Text section section start
After the sad news of Roger Ebert's recent recurrence of cancer, sadder news follows: Ebert, the much adored and admired film critic whose thoughtful opinions graced the Chicago Sun-Times's pages since 1967, has succumbed to cancer. He was seventy years old.

Ebert had battled thyroid cancer since 2002. In 2006, the loquacious and opinionated Ebert who so treasured the English language was suddenly stripped of it due to post-surgery complications.

His indefatigable spirit, however, could not be suppressed, and despite the cancer that silently continued to grow within him, he kept on pursuing his life's love: critiquing and deconstructing American cinema.

Ebert is well-known for his television show, co-hosted alongside Gene Siskel, in which a movie's fate would hang in the balance as the hosts would encapsulate its quality with a concluding "thumbs up" or "thumbs down" rating. His simple manor and straight-forward reviews always felt like he had the viewer's best interests in mind; never the producers, never the directors, and never the fat-cats of the bloated business that is Hollywood. No, Ebert's reviews cut to the core of what it felt like to experience a movie, and even if you didn't agree with his reviews, you could appreciate his artful interpretations.

In 2011, perhaps sensing his fading hours, Roger Ebert wrote Life Itself, a touching memoir that lays himself bare; warts, worries, and all. His memoir, like his reviews, is an honest reflection of a humble man, ivory towers be damned. The rights to Life Itself have been optioned by Steve Zaillian and Martin Scorsese, brilliant minds -- and ones highly respected by Ebert himself -- to turn his memoir into a forthcoming bio-documentary.
Text section section end
Information provided section start
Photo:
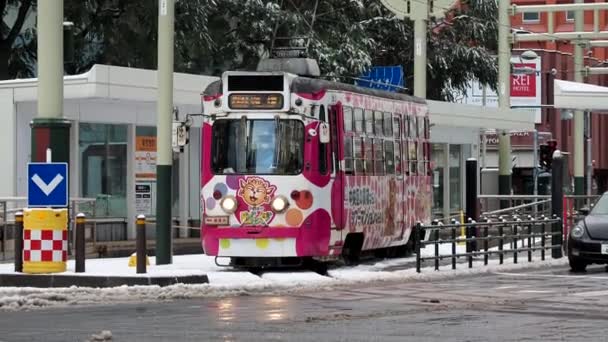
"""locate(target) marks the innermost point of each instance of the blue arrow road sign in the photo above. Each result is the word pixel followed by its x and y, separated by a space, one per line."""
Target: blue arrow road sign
pixel 389 78
pixel 47 184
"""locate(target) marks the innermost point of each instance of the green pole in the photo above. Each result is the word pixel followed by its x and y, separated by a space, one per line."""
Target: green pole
pixel 420 17
pixel 579 116
pixel 49 128
pixel 504 97
pixel 163 145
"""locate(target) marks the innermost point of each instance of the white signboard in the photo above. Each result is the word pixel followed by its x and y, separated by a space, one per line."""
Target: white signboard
pixel 526 89
pixel 143 198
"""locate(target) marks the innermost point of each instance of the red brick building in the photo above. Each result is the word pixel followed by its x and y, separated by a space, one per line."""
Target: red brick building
pixel 558 55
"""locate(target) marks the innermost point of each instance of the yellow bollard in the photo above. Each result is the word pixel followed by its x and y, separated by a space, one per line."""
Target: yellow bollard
pixel 45 240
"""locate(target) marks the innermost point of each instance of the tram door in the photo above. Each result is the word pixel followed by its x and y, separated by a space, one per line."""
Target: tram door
pixel 337 193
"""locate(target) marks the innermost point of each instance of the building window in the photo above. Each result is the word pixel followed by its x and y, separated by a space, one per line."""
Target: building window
pixel 397 127
pixel 389 157
pixel 378 123
pixel 388 125
pixel 369 122
pixel 359 120
pixel 570 15
pixel 369 161
pixel 531 17
pixel 103 153
pixel 348 119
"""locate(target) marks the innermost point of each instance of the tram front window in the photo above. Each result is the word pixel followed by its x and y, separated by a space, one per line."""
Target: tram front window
pixel 259 146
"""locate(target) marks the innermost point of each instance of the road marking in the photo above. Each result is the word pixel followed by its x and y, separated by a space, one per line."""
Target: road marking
pixel 549 275
pixel 47 188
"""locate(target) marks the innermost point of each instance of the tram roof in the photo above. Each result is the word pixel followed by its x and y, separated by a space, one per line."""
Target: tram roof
pixel 311 85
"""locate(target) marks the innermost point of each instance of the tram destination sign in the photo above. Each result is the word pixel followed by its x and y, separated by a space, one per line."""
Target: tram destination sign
pixel 255 101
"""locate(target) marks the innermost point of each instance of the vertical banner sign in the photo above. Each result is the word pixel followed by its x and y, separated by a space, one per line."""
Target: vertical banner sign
pixel 163 7
pixel 145 157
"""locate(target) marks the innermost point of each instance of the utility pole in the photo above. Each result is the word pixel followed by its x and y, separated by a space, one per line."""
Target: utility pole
pixel 579 116
pixel 49 128
pixel 164 159
pixel 504 97
pixel 420 16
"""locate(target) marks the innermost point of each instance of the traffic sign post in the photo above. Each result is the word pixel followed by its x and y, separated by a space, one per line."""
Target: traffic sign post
pixel 47 185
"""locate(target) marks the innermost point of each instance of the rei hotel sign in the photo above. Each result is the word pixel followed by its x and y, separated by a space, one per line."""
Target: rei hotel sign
pixel 526 89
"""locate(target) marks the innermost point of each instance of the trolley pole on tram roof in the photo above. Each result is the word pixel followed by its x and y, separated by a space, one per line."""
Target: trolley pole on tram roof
pixel 164 157
pixel 504 97
pixel 579 115
pixel 420 16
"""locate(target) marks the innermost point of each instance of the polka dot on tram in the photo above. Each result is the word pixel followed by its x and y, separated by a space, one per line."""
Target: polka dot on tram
pixel 232 182
pixel 221 187
pixel 210 203
pixel 225 243
pixel 262 243
pixel 305 200
pixel 294 217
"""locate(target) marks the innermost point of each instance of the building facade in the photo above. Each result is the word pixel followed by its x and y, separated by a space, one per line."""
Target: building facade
pixel 558 63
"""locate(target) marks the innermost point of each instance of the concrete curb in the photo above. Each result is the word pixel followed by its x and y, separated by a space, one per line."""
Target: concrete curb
pixel 57 280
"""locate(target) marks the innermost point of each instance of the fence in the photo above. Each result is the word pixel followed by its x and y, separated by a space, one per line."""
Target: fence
pixel 521 234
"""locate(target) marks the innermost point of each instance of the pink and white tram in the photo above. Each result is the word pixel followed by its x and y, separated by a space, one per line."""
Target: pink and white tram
pixel 296 168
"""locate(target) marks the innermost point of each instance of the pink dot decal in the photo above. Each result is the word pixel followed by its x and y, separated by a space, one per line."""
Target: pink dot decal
pixel 232 182
pixel 210 203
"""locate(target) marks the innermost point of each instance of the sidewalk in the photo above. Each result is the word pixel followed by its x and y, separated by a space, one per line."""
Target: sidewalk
pixel 112 272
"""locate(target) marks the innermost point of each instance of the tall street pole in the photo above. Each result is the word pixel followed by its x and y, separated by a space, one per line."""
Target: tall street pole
pixel 163 132
pixel 579 116
pixel 504 97
pixel 49 128
pixel 420 14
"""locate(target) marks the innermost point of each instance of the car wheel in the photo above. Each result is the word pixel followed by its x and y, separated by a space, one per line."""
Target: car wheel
pixel 577 265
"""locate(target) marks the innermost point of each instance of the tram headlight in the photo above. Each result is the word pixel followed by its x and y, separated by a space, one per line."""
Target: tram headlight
pixel 228 204
pixel 279 204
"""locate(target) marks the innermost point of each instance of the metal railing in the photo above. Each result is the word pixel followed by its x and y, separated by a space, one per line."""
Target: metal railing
pixel 495 205
pixel 521 235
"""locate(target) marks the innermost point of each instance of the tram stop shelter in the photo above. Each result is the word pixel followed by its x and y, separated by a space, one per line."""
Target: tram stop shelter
pixel 456 133
pixel 574 95
pixel 112 145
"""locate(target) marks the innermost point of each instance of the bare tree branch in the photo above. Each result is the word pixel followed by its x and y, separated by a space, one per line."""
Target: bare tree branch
pixel 23 10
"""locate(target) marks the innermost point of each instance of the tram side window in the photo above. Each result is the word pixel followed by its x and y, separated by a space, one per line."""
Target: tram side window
pixel 397 157
pixel 358 154
pixel 378 123
pixel 378 157
pixel 396 127
pixel 413 127
pixel 388 124
pixel 369 161
pixel 358 120
pixel 389 157
pixel 412 157
pixel 348 155
pixel 348 119
pixel 369 122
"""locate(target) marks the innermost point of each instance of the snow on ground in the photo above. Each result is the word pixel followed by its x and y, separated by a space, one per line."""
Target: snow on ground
pixel 225 281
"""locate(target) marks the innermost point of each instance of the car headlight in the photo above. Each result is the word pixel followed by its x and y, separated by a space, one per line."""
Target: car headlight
pixel 578 231
pixel 279 204
pixel 228 204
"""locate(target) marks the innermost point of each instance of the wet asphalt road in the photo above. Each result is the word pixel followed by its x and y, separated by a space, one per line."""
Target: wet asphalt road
pixel 547 305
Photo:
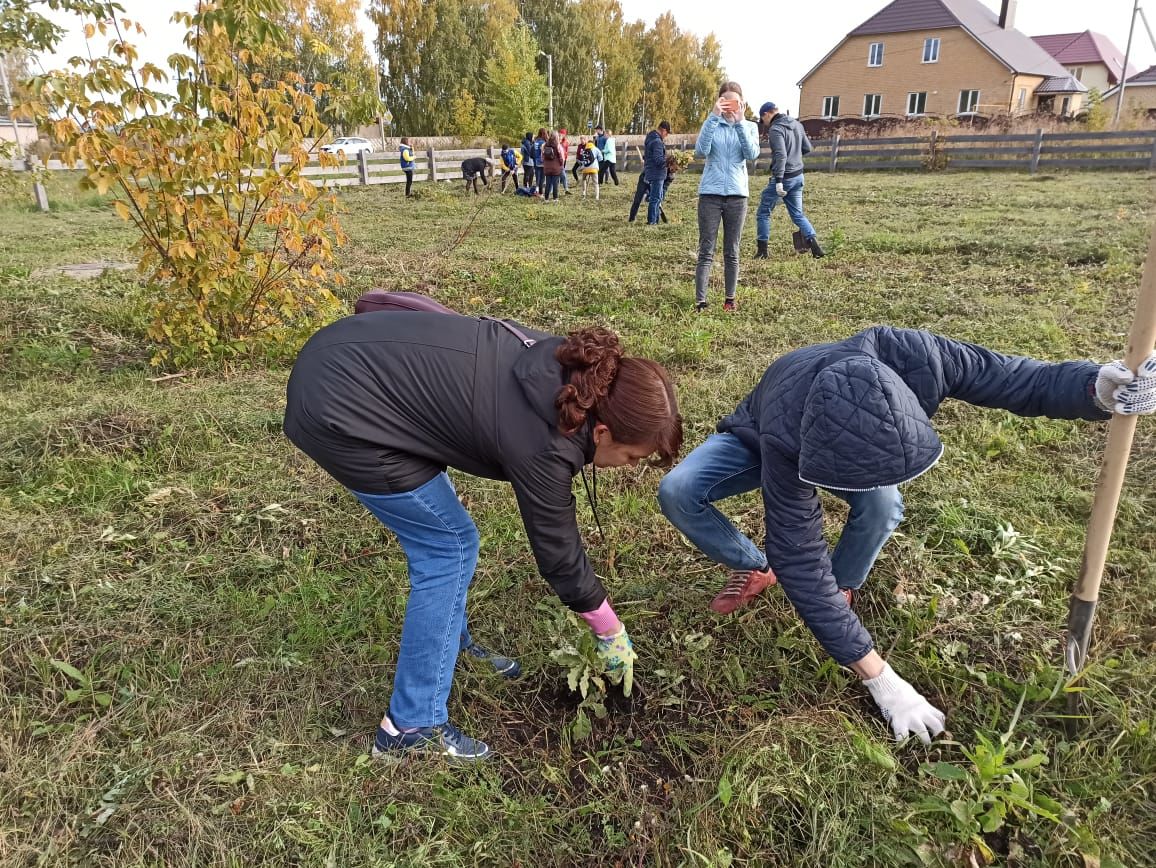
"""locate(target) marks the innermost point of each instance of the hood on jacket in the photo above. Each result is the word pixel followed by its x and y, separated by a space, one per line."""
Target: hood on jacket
pixel 862 428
Information provided section end
> **Required actions**
A) In the text about Roger Ebert, since what year had his opinions appeared in the Chicago Sun-Times?
B) Repeat the part of the text about Roger Ebert starting at "Ebert had battled" and ending at "deconstructing American cinema.".

> **Results in order**
A) 1967

B)
Ebert had battled thyroid cancer since 2002. In 2006, the loquacious and opinionated Ebert who so treasured the English language was suddenly stripped of it due to post-surgery complications.

His indefatigable spirit, however, could not be suppressed, and despite the cancer that silently continued to grow within him, he kept on pursuing his life's love: critiquing and deconstructing American cinema.